- _Exercise instructions_
Please reproduce the items below word for word, everything from the very start down to the line containing "(1013, 372)", with that line included.

- _Data for the task_
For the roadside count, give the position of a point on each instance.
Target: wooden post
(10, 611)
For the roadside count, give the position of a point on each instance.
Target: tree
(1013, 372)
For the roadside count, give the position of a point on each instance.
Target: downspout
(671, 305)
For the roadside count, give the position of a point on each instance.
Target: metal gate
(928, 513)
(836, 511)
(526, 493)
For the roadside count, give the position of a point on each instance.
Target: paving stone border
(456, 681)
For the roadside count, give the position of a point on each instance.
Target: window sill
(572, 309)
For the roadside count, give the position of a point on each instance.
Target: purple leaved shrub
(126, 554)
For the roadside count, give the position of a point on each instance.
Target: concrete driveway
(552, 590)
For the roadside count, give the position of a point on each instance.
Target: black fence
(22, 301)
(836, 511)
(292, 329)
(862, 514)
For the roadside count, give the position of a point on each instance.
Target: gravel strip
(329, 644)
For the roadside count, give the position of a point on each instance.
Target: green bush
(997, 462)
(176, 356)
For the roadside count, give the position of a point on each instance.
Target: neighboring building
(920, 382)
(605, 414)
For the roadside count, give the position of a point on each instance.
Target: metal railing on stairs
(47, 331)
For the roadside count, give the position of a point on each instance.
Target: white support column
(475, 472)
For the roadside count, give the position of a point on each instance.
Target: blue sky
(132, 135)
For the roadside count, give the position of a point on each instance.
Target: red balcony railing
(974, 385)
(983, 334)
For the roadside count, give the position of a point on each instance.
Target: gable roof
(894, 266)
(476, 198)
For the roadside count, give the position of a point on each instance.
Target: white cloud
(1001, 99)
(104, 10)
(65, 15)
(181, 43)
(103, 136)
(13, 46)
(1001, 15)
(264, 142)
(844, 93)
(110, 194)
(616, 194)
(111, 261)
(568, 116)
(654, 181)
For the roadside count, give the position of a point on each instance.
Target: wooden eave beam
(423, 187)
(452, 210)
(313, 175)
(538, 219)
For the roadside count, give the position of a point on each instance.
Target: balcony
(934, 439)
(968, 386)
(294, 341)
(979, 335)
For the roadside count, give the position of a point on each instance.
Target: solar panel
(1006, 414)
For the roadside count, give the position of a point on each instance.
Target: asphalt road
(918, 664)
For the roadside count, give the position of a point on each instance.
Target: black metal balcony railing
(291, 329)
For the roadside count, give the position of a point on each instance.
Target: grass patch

- _Answer below_
For the roadside count, give the position of a point on each instance.
Target: wooden post
(10, 611)
For the roadside count, give the position of a point on each instance.
Target: tree
(1013, 372)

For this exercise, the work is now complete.